EXERCISE DIRECTIONS:
Copy out the rows below with each "exercise" swapped for "task", keeping all else the same.

SUPPLIED ENTRIES:

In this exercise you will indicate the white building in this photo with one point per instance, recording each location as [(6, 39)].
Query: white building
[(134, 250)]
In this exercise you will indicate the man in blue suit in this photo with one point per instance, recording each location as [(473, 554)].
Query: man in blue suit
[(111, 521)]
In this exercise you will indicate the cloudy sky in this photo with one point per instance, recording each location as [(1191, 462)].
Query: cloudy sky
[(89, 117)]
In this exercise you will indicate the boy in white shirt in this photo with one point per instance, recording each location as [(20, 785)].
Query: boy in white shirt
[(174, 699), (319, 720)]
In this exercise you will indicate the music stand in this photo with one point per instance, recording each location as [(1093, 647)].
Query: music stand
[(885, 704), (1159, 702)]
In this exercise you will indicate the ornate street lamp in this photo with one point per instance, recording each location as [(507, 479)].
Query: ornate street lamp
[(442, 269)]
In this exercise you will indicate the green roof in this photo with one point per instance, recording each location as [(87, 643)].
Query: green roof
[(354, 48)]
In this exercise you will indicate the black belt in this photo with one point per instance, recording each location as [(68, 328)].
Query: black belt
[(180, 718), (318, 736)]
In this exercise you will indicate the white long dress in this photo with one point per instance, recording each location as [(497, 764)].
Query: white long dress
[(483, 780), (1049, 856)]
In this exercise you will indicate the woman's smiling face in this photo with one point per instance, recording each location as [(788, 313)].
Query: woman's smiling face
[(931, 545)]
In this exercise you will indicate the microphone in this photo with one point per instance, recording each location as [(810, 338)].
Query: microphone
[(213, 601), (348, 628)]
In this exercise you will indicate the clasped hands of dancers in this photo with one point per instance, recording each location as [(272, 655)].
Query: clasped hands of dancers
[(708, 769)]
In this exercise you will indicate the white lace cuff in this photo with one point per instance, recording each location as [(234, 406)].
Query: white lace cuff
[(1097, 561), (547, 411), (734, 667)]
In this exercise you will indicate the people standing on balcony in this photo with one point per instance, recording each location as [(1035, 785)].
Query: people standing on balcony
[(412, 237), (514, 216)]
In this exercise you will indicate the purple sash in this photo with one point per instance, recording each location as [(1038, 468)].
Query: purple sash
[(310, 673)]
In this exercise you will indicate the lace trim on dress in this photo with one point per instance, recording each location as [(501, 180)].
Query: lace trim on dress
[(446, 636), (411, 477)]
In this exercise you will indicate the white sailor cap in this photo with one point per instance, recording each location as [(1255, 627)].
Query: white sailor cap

WRITTEN SOLUTION:
In this task you will indicate the white building in this photo with one point per instance, recording each location as [(6, 39)].
Query: white building
[(134, 250)]
In this task you will indicate the man in blue suit in this photo with one point per instance, recording each location as [(473, 554)].
Query: man in blue suit
[(111, 521)]
In this task you will indicate the cloudy sky in this photo with one point per instance, recording each location as [(1191, 462)].
Query: cloudy sky
[(89, 117)]
In this task you will indicate the boy in white shirt in this photo with one point per instance, recording each location as [(20, 785)].
Query: boy in white shirt
[(174, 699), (319, 720)]
In this task you will indicate the music stand in this photo with one point per instance, recording each location as [(1093, 647)].
Query: music stand
[(885, 704), (1159, 702)]
In this task you will indicate the ornate street lamp in this photo with one point per instance, recording each location as [(507, 479)].
Query: ornate street lamp
[(442, 269)]
In this task you will indicate the green roof in this photo with one point per instance, recording each location as [(87, 643)].
Query: green roof
[(354, 48)]
In this task you will indicate the black belt in this photo with one point per instance, recording each location as [(68, 328)].
Query: black belt
[(180, 718), (318, 736)]
In this task you will indicate the white long dress in this photo with one point per instance, recording each location as [(497, 764)].
Query: white long dress
[(483, 780), (1049, 856)]
In this task you will indicate the woman's smiling face in this photo with one point per instance, recording each location as [(788, 313)].
Query: woman's smiling face
[(931, 545)]
In this task you will indicate the microphone in this photo with one point per instance, recording each location as [(810, 338)].
Query: microphone
[(213, 601), (348, 628)]
In this task you will indicate the clasped hands of dancers in this photo with one point per instance, recording each location as [(272, 655)].
Query: clasped hands of dancers
[(708, 769)]
In this task you will indicate the white lace cuff in this photo with one point per instance, recording each location as [(234, 406)].
Query: white lace cuff
[(1097, 561), (547, 411), (734, 667)]
In this task you will indicate the people standing on balcony in this photo with one point per instance, recording each location as [(1035, 785)].
Query: people standing on balcony
[(412, 237), (514, 216)]
In this task you will indicate the purple sash in this photo with one point per instance, recording each location as [(1038, 468)].
Query: purple sash
[(310, 673)]
In this task you will indicate the lace trim on dress in this photo with one point per instance, recording each location as [(501, 180)].
Query: lace trim on dress
[(446, 636), (411, 477)]
In this task you will indicate the white sailor cap in this photo with one point per instance, recording each location as [(1255, 627)].
Query: white sailor cap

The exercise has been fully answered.